*** Block opens ***
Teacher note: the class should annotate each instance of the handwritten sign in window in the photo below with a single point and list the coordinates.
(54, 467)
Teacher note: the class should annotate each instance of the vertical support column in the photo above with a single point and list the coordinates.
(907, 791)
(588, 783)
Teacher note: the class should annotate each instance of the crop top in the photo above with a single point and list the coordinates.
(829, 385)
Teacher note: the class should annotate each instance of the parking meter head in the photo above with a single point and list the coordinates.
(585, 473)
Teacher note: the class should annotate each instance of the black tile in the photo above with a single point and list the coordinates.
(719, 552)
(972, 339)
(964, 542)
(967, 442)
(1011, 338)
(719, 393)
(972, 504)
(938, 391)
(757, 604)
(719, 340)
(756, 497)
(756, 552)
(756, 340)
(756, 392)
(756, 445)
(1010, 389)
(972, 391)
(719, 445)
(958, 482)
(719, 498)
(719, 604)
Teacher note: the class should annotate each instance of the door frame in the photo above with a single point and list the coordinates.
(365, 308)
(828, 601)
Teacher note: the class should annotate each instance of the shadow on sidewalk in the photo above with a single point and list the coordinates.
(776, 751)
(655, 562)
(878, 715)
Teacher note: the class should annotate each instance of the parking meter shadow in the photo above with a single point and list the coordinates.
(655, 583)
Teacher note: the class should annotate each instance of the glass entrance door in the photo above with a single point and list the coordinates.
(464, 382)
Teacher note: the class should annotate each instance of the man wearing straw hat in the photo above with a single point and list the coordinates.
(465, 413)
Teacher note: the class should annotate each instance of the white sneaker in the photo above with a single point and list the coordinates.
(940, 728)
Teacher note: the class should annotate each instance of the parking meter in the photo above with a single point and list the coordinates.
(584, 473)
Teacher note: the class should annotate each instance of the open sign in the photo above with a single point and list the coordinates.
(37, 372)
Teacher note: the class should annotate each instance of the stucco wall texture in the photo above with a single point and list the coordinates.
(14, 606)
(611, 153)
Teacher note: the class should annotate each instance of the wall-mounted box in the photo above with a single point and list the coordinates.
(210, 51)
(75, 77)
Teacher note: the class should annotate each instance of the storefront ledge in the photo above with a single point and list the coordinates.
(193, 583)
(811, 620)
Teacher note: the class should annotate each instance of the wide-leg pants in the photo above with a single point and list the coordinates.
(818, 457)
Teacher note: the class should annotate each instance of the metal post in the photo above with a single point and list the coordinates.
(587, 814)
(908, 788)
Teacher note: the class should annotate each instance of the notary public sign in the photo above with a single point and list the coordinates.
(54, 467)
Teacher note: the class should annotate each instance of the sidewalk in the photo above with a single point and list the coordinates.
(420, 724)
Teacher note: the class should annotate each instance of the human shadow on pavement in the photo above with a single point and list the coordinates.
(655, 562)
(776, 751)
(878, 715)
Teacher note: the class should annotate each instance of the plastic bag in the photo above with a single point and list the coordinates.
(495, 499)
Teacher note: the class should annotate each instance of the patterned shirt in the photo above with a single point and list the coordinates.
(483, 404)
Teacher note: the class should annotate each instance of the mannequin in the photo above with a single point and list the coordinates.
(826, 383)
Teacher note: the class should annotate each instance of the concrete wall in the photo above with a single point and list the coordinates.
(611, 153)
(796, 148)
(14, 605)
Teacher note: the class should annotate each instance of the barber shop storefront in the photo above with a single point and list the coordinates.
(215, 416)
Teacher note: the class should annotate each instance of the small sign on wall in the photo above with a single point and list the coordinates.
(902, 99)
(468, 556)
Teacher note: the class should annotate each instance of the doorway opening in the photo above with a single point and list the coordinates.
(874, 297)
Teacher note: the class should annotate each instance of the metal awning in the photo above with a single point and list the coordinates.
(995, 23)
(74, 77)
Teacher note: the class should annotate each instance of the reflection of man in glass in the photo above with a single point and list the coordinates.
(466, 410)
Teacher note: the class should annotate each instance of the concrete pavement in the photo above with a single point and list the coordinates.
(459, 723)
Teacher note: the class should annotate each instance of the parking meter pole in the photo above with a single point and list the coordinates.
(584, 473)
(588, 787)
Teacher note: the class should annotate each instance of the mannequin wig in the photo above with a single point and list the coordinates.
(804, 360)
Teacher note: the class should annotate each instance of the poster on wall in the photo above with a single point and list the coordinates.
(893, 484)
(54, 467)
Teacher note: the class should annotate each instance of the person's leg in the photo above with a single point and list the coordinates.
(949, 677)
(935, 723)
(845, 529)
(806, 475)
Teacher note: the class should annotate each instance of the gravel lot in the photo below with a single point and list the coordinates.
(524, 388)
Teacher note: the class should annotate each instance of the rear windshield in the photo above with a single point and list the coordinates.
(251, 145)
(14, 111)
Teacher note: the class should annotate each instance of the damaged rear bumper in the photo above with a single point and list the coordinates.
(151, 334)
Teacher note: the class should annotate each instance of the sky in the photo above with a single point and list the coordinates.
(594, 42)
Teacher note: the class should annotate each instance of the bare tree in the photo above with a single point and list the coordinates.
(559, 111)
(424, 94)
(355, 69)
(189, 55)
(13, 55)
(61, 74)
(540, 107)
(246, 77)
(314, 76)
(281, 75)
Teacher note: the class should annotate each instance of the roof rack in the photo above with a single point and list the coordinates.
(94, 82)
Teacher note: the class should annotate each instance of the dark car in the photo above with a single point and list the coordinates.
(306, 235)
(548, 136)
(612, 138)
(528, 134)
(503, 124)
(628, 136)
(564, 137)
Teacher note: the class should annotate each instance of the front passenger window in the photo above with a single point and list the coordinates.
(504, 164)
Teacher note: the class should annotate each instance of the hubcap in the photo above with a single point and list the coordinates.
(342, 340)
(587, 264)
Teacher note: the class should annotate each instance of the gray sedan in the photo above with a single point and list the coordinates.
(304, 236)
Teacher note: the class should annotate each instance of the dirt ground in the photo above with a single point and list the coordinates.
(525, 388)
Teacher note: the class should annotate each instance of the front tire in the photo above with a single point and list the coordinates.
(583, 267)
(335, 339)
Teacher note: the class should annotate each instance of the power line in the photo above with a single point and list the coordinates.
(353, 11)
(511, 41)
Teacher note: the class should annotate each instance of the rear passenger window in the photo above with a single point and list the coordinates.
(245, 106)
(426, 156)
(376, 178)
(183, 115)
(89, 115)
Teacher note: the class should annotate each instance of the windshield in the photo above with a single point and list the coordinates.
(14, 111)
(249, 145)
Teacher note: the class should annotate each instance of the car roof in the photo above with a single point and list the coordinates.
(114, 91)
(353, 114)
*** Block closes ***
Word for word, reproduce every line of the data.

Teacher note: the class should annotate each instance of the handwritten sign in window in the photo below with a single point and list the coordinates.
(54, 467)
Teacher note: the class should annotate each instance of the vertical support column in the photo above with a single point and list the coordinates.
(907, 791)
(588, 783)
Teacher note: the class should annotate each instance of the crop top in the photo above with a single point and list the coordinates.
(829, 385)
Teacher note: the class should annotate each instance of the parking meter head in the photo above with a single point and list the coordinates.
(585, 473)
Teacher note: the class should annotate each instance of the black tile in the photo above with a single point and list the coordinates.
(719, 552)
(972, 339)
(964, 542)
(967, 442)
(1011, 338)
(719, 393)
(972, 504)
(938, 391)
(757, 604)
(719, 340)
(756, 497)
(756, 552)
(756, 340)
(756, 392)
(756, 445)
(1010, 389)
(972, 391)
(719, 445)
(958, 482)
(719, 498)
(719, 604)
Teacher note: the class should annotate each instance of the door frame in the photo above with a single point and list the coordinates.
(365, 308)
(828, 601)
Teacher note: the class should annotate each instance of the shadow on sidewalk in the photo above with a single point and list the coordinates.
(776, 751)
(655, 562)
(878, 715)
Teacher note: the class should annotate each instance of the parking meter shadow in the photo above with a single point and list the coordinates.
(655, 583)
Teacher note: the class should annotate each instance of the glass entrance door in the photo above with a single point and list the coordinates.
(464, 382)
Teacher note: the class should annotate each instance of the man wearing straw hat in the photo above with a single point and list the coordinates.
(465, 413)
Teacher note: the class should annotate each instance of the white sneaker in the photo above with a single point and list the coordinates.
(940, 728)
Teacher note: the class should annotate each instance of the parking meter in the photo above with a single point and list the coordinates.
(584, 473)
Teacher note: the class should annotate each instance of the open sign in the photo above with a single point and list the coordinates.
(37, 372)
Teacher note: the class should annotate each instance of the stucco wall texture in the photo above with a single point and list the coordinates.
(14, 606)
(611, 153)
Teacher note: the class should annotate each instance of the wall-mounted box in the photo above with a single point and list the coordinates.
(210, 51)
(75, 77)
Teacher note: the class should annotate each instance of the storefront ledge in the photo above with a single point and list the coordinates.
(193, 583)
(811, 620)
Teacher note: the class should annotate each instance of the wide-leg pants in the photo above with a single point and list the coordinates.
(818, 457)
Teacher note: the class should annotate each instance of the metal post in the photo above with a single point and list the coordinates.
(587, 814)
(908, 788)
Teacher note: the class should annotate each instance of the notary public sign in the photo above with a single point and list the coordinates.
(54, 467)
Teacher note: the class should annotate each instance of the sidewalk in the photo above with a single point and list the coordinates.
(420, 724)
Teacher note: the class should annotate each instance of the human shadow on pavement in the photo above with a single point and list the coordinates.
(655, 562)
(776, 751)
(878, 715)
Teacher note: the class should annotate each instance of the plastic bag in the photo above with a single point and list the coordinates.
(495, 499)
Teacher note: the class should annotate each instance of the patterned shirt in the photo above with a single point and list the coordinates.
(483, 404)
Teacher note: the class should annotate each instance of the mannequin in the photo above with a single point and list the coordinates.
(826, 383)
Teacher note: the class should annotate each instance of the concrete wall in the photo above with a single point and list the coordinates.
(611, 153)
(796, 148)
(14, 605)
Teacher note: the class should annotate each instance of the barber shop storefront in the photo above with a single point and list the coordinates.
(215, 416)
Teacher note: the class should annotate each instance of the small sign on wall in the photo above with a single point and list the coordinates.
(902, 99)
(468, 556)
Teacher note: the class should annotate each instance of the doorway opening in the photo above with a single point and list the coordinates.
(874, 297)
Teacher note: the class should annotate each instance of the metal awning in the photo above with a single point and list the coordinates.
(995, 23)
(74, 77)
Teacher note: the class should annotate each instance of the reflection of man in glass in the photo above with a single point and list the coordinates.
(466, 410)
Teacher note: the class should annotate each instance of the concrete pavement in the photo above with a single point and list the coordinates.
(459, 723)
Teacher note: the class should annotate each instance of the parking meter pole in the photo above with a single point and list the coordinates.
(584, 473)
(588, 787)
Teacher note: the class should annotate each instance of the mannequin wig in the photo above with a single point and list the coordinates.
(804, 360)
Teacher note: the class should annotate each instance of the poster on wall in the photo above with a single point and list the coordinates.
(893, 484)
(54, 467)
Teacher note: the class should annotate each instance of the person's leg in the photo above with a single point and list the coordinates.
(949, 677)
(935, 723)
(845, 529)
(806, 475)
Teacher note: the class should annotate each instance of the gravel lot in the photo below with a single point and list the coordinates.
(524, 388)
Teacher note: the class should annotate each instance of the rear windshield in the photo above with a single point and list the coordinates.
(251, 145)
(14, 111)
Teacher note: the class should annotate each instance of the damaged rear bumper in the photo above with a single point and list the coordinates.
(151, 334)
Teacher note: the class should annotate each instance of the sky in the photo above with a single point and list the coordinates.
(594, 42)
Teacher note: the class should annotate each instance of the bare tree in the photo above with a single point and list the coordinates.
(559, 111)
(424, 94)
(355, 69)
(189, 55)
(13, 55)
(61, 74)
(540, 107)
(246, 77)
(314, 76)
(281, 75)
Teacher note: the class should annotate each instance of the roof rack in the photo above with a single point and list the coordinates.
(94, 82)
Teacher note: the class should annotate each instance of the dark car in the photo above with a single point and list the coordinates.
(306, 235)
(548, 136)
(612, 138)
(528, 134)
(503, 124)
(628, 136)
(564, 137)
Teacher note: the class should annotate each instance of the front passenger window in the photo above with a single point and list the coordinates.
(504, 164)
Teacher note: the class should annotate each instance of the hubcap in the photo above with a single point and list the coordinates.
(342, 340)
(587, 264)
Teacher note: the class should annotate each instance of the gray sedan in the photo above with a single point and list the coordinates.
(304, 236)
Teacher note: the class should annotate each instance of the dirt ground in the photo above with a single point and list the coordinates.
(525, 388)
Teacher note: the class should annotate each instance of the front tire in the photo above with a single point and list the coordinates.
(583, 267)
(335, 339)
Teacher note: the class should annotate each instance of the power line in the photo above with a single point and list the coordinates.
(353, 11)
(511, 41)
Teacher note: the class should annotate each instance of the rear passenger window in the photo above with a single point and list the coordinates.
(245, 106)
(426, 156)
(376, 178)
(183, 115)
(89, 115)
Teacher note: the class should annotate each instance of the windshield in the photo above with a single point and list the coordinates.
(14, 111)
(249, 145)
Teacher note: the class should annotate each instance of the car roof in the photo above with a single point and list the coordinates.
(114, 91)
(353, 114)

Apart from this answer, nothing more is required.